→ TEXTE FOURNI:
%%

Into the wild

© Robert Gumpert/NB Pictures

Fuyant en Alaska une vie qui bat de l’aile, une femme déchante à mesure qu’elle découvre une région sinistrée et hostile. Cruel et hilarant.

À 40 ans, Josie n’en peut plus. Sa vie dans l’Ohio ressemble à une épave abandonnée sur le bord de la route. Il y a d’abord ce mari qui a quitté le domicile sans préavis -pas vraiment une grande perte vu la veulerie et les incessants problèmes de plomberie corporelle de Carl, mais un coup dur quand même pour l’estime de soi. Il y a ensuite le poids de la culpabilité dans la mort en Afghanistan de Jeremy, le baby-sitter de ses enfants, qu’elle a encouragé à s’engager, ce que les parents du jeune homme ne lui pardonnent pas. Il y a enfin la perte de son cabinet dentaire suite à la plainte d’une patiente rancunière qui l’accuse de ne pas avoir détecté à temps un cancer. À bout, Josie décide de disparaître purement et simplement. Direction l’Alaska, sans plan précis, juste avec l’idée de bourlinguer à bord d’un camping-car et l’espoir de trouver sur ces terres sauvages sinon un sens à une existence en lambeaux, du moins une forme de communion avec la nature et avec ses deux compagnons d’échappée, la tornade Ana et le très raisonnable Paul, respectivement cinq et huit ans.

%%

→ EXTRAITS DE LA LISTE:
%%

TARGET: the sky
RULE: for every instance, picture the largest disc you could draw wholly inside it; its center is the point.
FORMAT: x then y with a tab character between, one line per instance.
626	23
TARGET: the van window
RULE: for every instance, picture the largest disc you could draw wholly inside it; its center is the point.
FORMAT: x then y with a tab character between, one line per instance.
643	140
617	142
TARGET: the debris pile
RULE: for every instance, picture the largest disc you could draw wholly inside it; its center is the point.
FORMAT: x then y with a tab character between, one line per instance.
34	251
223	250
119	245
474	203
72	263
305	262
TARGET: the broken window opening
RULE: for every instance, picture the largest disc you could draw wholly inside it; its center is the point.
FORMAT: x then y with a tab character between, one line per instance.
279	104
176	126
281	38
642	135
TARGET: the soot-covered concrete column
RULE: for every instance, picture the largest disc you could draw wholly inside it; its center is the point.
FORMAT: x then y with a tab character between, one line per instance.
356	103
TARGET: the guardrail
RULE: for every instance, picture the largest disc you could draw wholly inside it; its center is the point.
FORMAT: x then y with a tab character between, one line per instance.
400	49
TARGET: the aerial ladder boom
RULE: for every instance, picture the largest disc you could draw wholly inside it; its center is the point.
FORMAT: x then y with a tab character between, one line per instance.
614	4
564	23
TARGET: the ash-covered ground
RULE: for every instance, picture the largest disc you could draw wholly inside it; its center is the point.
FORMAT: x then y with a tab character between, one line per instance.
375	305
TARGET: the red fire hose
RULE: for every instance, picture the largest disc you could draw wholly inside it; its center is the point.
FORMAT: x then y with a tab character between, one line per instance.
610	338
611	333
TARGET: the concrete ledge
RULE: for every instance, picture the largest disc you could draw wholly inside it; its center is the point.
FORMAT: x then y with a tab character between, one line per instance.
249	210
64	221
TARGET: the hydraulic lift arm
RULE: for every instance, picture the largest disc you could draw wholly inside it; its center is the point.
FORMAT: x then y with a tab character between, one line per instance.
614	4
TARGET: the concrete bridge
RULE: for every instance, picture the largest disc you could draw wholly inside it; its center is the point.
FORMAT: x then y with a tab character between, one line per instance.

%%

→ CONSIGNES:
a. Répondez aux questions suivantes à partir du texte fourni :
(i) Quel âge a Josie ?
(ii) Dans quel pays Jeremy est-il mort ?
(iii) Quel âge ont respectivement Ana et Paul ?
b. Reproduisez mot pour mot le passage du texte fourni, depuis les mots « Into the wild » jusqu'aux mots « Cruel et hilarant. ».
c. Résumez le texte fourni en deux phrases.
La liste provient d'une source distincte de celle du texte fourni.

→ CORRIGÉ DES EXERCICES:
a.
(i) Elle a 40 ans.
(ii) En Afghanistan.
(iii) Ana a cinq ans et Paul huit ans.

b.
Into the wild

© Robert Gumpert/NB Pictures

Fuyant en Alaska une vie qui bat de l’aile, une femme déchante à mesure qu’elle découvre une région sinistrée et hostile. Cruel et hilarant.

c. À 40 ans, Josie n'en peut plus de sa vie dans l'Ohio : son mari est parti sans préavis, elle se sent coupable de la mort de Jeremy en Afghanistan et elle a perdu son cabinet dentaire. Elle part alors sans plan précis pour l'Alaska en camping-car avec ses deux enfants, Ana et Paul, et y déchante en découvrant une région sinistrée et hostile.